:: WRITTEN TASK ::
Pull out the lines of the listing below from the line with "Drone-based agricultural survey in progress. Pinpoint wooden" up to and including the line with "[0,50,23,126]". Copy them word for word and include nothing else.

------ EXTRACTED MATERIAL ------

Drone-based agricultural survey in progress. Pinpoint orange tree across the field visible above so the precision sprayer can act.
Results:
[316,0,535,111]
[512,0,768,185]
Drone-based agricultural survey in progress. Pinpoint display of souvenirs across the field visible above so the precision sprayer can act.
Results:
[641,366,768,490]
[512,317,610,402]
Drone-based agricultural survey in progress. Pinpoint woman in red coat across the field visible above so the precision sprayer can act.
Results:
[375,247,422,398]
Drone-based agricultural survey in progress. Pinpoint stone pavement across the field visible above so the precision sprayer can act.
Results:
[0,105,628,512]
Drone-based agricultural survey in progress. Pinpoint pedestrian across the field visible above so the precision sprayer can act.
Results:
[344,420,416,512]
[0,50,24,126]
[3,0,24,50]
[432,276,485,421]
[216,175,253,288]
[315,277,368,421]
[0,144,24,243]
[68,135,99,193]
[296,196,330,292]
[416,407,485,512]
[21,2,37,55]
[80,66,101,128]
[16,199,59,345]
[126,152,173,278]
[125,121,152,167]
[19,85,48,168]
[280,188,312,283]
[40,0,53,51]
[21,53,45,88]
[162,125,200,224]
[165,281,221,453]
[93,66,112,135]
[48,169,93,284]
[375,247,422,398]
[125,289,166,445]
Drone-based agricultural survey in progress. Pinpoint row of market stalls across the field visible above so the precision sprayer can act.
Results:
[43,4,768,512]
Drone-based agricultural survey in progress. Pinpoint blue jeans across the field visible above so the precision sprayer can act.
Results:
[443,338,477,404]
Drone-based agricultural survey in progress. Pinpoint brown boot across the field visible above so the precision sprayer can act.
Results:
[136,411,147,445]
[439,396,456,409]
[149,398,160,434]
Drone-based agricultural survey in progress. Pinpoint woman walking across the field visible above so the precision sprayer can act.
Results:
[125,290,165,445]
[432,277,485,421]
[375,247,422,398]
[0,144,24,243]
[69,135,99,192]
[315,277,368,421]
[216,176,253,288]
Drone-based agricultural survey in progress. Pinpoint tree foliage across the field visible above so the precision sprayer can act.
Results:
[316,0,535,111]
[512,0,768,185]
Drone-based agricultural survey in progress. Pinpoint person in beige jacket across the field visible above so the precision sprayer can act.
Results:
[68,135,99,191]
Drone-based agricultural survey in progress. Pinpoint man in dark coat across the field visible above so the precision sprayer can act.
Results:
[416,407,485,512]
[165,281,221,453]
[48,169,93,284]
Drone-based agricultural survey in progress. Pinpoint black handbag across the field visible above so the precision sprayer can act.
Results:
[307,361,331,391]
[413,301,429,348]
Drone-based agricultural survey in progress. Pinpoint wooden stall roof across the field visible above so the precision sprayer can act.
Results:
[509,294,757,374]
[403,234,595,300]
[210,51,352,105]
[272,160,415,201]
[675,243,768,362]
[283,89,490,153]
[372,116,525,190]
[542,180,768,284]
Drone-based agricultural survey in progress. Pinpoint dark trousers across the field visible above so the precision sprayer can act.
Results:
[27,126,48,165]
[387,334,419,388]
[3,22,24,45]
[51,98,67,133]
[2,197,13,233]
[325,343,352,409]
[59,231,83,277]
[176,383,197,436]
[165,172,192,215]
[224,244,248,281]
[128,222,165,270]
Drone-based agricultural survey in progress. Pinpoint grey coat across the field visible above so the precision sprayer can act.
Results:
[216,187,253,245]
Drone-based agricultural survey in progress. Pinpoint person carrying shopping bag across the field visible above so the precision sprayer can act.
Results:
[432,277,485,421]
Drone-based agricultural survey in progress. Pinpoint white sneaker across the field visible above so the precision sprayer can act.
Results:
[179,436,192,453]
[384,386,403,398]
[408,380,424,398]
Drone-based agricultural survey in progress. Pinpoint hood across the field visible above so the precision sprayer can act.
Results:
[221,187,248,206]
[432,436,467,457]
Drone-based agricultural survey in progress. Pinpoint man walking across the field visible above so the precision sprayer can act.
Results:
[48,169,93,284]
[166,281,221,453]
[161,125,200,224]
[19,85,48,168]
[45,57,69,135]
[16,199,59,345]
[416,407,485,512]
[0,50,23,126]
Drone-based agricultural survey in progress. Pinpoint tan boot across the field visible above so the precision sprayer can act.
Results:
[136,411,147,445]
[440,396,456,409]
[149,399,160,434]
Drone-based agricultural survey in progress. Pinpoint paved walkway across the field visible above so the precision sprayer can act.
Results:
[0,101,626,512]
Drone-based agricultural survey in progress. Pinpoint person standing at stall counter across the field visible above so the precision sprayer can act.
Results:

------

:: CORRECT RESPONSE ::
Drone-based agricultural survey in progress. Pinpoint wooden stall roof across the field visible above so the precision sprayer can act.
Results:
[509,294,757,374]
[403,234,595,300]
[210,51,352,105]
[272,160,415,201]
[675,243,768,362]
[283,89,490,153]
[372,116,525,190]
[542,180,768,284]
Drone-based agricultural survey in progress. Pinpoint dark trousers across the field visible above so the precision sprayer can act.
Results:
[27,126,48,165]
[387,334,419,388]
[3,22,24,45]
[51,98,67,133]
[2,197,13,233]
[325,343,352,409]
[59,231,83,277]
[176,383,197,436]
[165,172,192,215]
[224,244,248,281]
[128,222,165,270]
Drone-based agricultural survey in progress. Pinpoint grey coat across the field visible above so the precision sprayer can act.
Results:
[216,187,253,245]
Drone-based agricultural survey in progress. Pinpoint person carrying shopping bag across the field visible above so the precision sprayer can act.
Results:
[432,277,485,421]
Drone-based agricultural survey in progress. Pinpoint white sneaker across the field visible above so the precision sprayer can act.
Results:
[179,436,192,453]
[384,386,403,398]
[408,380,424,398]
Drone-based agricultural survey in progress. Pinpoint hood across the field visible above so the precision sprayer can act.
Results:
[221,187,248,206]
[432,436,467,457]
Drone-based agricultural survey in progress. Pinpoint man walking across the field visible above so the precision sprayer can act.
Results:
[48,169,93,284]
[166,281,221,453]
[161,125,200,224]
[19,85,48,168]
[45,57,69,135]
[16,199,59,345]
[416,407,485,512]
[0,50,23,126]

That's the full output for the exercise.